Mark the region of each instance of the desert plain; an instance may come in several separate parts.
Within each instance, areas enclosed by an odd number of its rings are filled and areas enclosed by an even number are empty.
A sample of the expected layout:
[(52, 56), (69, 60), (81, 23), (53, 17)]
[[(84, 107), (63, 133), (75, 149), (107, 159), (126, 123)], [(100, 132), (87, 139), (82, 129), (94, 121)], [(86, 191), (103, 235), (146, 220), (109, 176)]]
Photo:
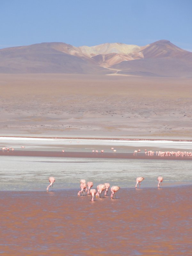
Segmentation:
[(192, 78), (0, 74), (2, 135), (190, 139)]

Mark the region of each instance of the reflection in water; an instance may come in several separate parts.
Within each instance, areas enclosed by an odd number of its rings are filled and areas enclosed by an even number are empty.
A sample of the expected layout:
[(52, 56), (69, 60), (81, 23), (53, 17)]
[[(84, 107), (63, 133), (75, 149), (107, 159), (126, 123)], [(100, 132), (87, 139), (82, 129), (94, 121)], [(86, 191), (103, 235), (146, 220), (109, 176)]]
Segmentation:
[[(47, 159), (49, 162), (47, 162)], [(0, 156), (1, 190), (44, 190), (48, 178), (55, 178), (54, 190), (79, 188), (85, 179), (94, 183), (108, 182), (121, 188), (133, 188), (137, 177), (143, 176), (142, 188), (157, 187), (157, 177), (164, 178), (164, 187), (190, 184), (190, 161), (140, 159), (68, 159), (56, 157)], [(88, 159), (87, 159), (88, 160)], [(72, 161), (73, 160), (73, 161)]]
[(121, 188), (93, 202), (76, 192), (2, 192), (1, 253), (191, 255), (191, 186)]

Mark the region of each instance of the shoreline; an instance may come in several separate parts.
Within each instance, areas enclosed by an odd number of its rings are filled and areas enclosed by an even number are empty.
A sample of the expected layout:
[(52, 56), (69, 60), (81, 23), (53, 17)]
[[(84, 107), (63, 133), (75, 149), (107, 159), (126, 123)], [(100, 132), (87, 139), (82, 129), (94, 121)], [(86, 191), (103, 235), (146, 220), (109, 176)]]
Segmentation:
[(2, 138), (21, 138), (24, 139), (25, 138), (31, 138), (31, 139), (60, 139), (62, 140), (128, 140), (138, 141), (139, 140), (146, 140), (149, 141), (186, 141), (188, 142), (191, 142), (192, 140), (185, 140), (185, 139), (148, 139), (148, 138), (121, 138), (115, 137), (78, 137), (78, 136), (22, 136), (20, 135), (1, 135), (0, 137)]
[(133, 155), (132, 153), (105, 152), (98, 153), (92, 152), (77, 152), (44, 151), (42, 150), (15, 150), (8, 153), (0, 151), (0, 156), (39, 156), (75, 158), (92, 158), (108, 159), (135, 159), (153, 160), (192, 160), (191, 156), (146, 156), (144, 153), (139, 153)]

What you will do: Please give the material again, starting at its first line and ending at the line that contains "[(192, 78), (0, 74), (2, 135), (190, 139)]", with "desert plain" switched to "salt flat" and nothing else changed. Leave the pictures out of your answer.

Task solution:
Mark the region of each instance of the salt flat; an instance may come in several separate parts.
Within each instance, areas enclosed by an odd number of its rings are filled and areas enclosed by an even number are empty.
A sample of the expected layout:
[(52, 56), (69, 60), (81, 23), (53, 17)]
[[(84, 107), (63, 133), (75, 149), (107, 159), (126, 123)], [(100, 132), (87, 139), (82, 129), (94, 121)], [(86, 191), (103, 235), (146, 220), (109, 176)]]
Photo:
Segmentation:
[(192, 78), (0, 74), (2, 135), (190, 139)]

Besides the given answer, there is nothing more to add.